■ **Task to carry out**: Write out the listing below exactly, and omit any images you find in it.

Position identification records
--

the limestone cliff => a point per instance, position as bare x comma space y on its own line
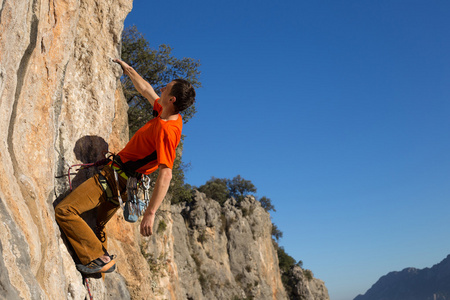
62, 104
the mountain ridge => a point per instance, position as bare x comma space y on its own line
431, 283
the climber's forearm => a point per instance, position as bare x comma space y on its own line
160, 189
142, 86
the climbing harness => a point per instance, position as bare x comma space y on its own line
134, 207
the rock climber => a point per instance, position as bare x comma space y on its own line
152, 147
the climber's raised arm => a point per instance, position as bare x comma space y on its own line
140, 84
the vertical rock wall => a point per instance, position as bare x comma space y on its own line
59, 96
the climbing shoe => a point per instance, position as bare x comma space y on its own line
97, 266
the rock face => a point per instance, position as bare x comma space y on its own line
413, 284
59, 95
62, 104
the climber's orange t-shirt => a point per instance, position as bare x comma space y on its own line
152, 145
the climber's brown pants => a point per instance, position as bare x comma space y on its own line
89, 195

--

■ **Final result**:
the limestone cliff => a point per instance, position as bare x comma space y on its own line
62, 104
the mountain ridge => a point per instance, position as bare x comma space y on its own line
431, 283
the climber's forearm => a point per instance, position as bare x comma space y on its own line
160, 189
142, 86
the climbing harness => a point per instance, position as bare x comma space y on its own line
134, 207
the rock climber => a point per instance, position as bare x comma space y on its own line
152, 147
the climber's raised arm => a point per instance, position as bare x comma space y on its own line
140, 84
the vertical rock wall => a point per instance, position as bare x comma space y on its own line
59, 96
the climbing shoe => a point per instance, position as bare x comma space y on its own line
97, 266
the rock face => a point per instance, position as bare x comma space y on its own line
413, 284
59, 95
62, 104
the climber's orange t-shirt => a point per instance, position as bare x comma space y on its own line
152, 145
the climber's brown pants => a point per instance, position as bare x comma space y on its own line
89, 195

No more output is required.